* [The task]: Please quote the listing below word for word, leaving the pictures out of your answer.

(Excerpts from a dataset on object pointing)
* * * * * * * * *

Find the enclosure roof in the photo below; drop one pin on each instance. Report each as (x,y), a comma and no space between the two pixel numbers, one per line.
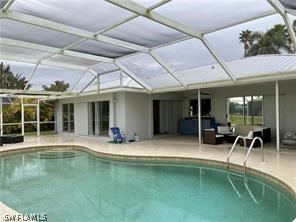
(141,45)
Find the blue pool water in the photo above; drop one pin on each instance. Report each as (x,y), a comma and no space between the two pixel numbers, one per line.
(75,186)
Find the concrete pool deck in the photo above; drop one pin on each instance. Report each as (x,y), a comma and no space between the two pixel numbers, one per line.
(281,165)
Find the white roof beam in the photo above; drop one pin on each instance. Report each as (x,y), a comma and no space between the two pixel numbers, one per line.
(282,11)
(134,77)
(8,4)
(33,20)
(39,47)
(218,59)
(291,11)
(154,16)
(166,66)
(140,10)
(117,24)
(76,83)
(88,84)
(36,61)
(32,92)
(31,76)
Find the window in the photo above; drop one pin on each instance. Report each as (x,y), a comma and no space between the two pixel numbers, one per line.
(245,110)
(68,117)
(205,107)
(98,118)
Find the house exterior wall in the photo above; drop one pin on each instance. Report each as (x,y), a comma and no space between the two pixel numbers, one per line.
(287,103)
(81,111)
(133,112)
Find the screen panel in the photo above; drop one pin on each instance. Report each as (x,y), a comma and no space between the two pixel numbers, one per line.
(100,14)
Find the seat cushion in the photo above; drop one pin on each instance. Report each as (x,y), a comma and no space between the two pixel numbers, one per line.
(223,129)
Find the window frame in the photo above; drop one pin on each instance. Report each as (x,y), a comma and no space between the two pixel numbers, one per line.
(244,108)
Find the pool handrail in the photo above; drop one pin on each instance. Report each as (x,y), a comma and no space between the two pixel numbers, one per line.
(233,146)
(250,149)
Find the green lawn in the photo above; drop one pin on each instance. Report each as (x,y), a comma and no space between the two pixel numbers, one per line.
(236,119)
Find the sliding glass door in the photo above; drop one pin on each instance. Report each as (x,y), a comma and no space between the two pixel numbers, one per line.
(68,118)
(98,113)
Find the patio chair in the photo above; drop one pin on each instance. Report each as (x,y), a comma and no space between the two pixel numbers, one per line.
(289,139)
(117,137)
(211,137)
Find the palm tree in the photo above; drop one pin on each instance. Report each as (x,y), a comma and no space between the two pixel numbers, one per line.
(246,38)
(274,41)
(9,80)
(58,86)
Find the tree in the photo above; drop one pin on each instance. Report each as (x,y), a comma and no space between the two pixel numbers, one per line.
(58,86)
(274,41)
(9,80)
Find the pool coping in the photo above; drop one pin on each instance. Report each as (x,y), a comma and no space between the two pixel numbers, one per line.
(150,159)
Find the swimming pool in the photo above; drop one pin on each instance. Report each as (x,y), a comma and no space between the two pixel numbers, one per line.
(76,186)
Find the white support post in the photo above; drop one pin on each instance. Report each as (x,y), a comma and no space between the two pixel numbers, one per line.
(277,5)
(22,116)
(38,117)
(199,117)
(121,79)
(277,116)
(1,117)
(98,84)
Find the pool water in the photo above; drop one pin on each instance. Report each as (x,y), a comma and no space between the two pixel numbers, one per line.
(75,186)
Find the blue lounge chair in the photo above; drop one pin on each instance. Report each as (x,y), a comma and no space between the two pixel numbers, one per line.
(117,137)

* * * * * * * * *

* [Answer to the exercise]:
Find the enclosure roof in the photo below; drop one pin on each instance. Report each as (x,y), a comma and no space between the two pixel numbers, one per line.
(141,45)
Find the blue pool water in the photo above; drop one pin on each instance. Report each as (x,y), a comma and no space between the two pixel numbers, one per line.
(75,186)
Find the concrete pool deck in the photo above; drop one pin on each instance. Report each as (x,y), a comma and no space between the two pixel numbers, one per line.
(281,165)
Find the white roof beam in the photo above; drop one pin on each instance. Report each as (x,y), a comma and no space between the two pixel numbers, one per line.
(282,11)
(134,77)
(8,4)
(33,20)
(39,47)
(218,59)
(291,11)
(154,16)
(166,66)
(140,10)
(117,24)
(76,83)
(88,84)
(36,61)
(32,92)
(31,76)
Find the window in the photo above; drop one pin on each instance. Report each as (x,y), a comma and no space between the two pixel numbers, one per line.
(245,110)
(68,117)
(205,107)
(98,118)
Find the house exterior wall in the photo above; drop one pin on each instance. Report each as (x,y), a comma and no space between the two pixel numbers, one per line.
(287,103)
(81,111)
(133,112)
Find the screen panel in the photo above; drop one pin on each instance. Report each as (x,y), a comma and no space between the two pixel numbers, one per line.
(100,14)
Find the seat cushion in the photo above; drop one pin on each instance. Report each as (x,y), a comma and no space between the two pixel numbers, one per line.
(223,129)
Find the window frame in the photo above; drop one pin on each instance. Report each as (x,y), a comma and no space between the two pixel numbers, one per line.
(244,108)
Find the pool handrail in the photo above; drop one pin on each instance. Report each as (x,y), a comma and no space between the two pixel numbers, one per line.
(233,146)
(250,149)
Find the green lawn in the photo above; drop one pin on each instance. Report each as (x,y), a comma and no space between the two pixel numbers, one per line.
(236,119)
Find the sliding glass door in the photo above; drop one pin on each instance. Report each as (x,y), a comma and no space between the two pixel numbers, one per line.
(68,118)
(98,113)
Find the patio chair in the photo above; drop one pin on each instance. Report each as (x,y), a comma and no space between the two pixel numbers, one per line.
(289,139)
(117,137)
(211,137)
Find the palm tree in the photo above; drop one pin on each instance. Report each as (x,y), a comma and no space between the two pixel numbers, one per line.
(246,38)
(274,41)
(9,80)
(58,86)
Find the tree in the photo above; drop one pin on each instance. Report each as (x,y), a comma and no space between the two pixel numbers, one per line.
(58,86)
(274,41)
(9,80)
Find the pool coping in the photo above; drop one pin on each instance. Report each as (x,y), a comma and no space between the two pixel numbers, one per line.
(150,159)
Find the swimming pool in the photo above; drop one pin on each instance. Report each as (x,y), a comma and no space between the two pixel numbers, one per line.
(76,186)
Find the white support post in the photo above; drop one pin on each instance. Report each as (x,y), a comma and no space between the two pixel numbers, one per line.
(277,5)
(22,116)
(38,117)
(199,117)
(121,79)
(277,116)
(1,117)
(98,84)
Find the pool water in the photo above; drop one pin on each instance. Report each as (x,y), a comma and no space between the two pixel numbers, one per line.
(75,186)
Find the blue lounge chair in the photo above; drop one pin on each instance. Report each as (x,y), a comma and no space between the two pixel numbers, one per line.
(117,137)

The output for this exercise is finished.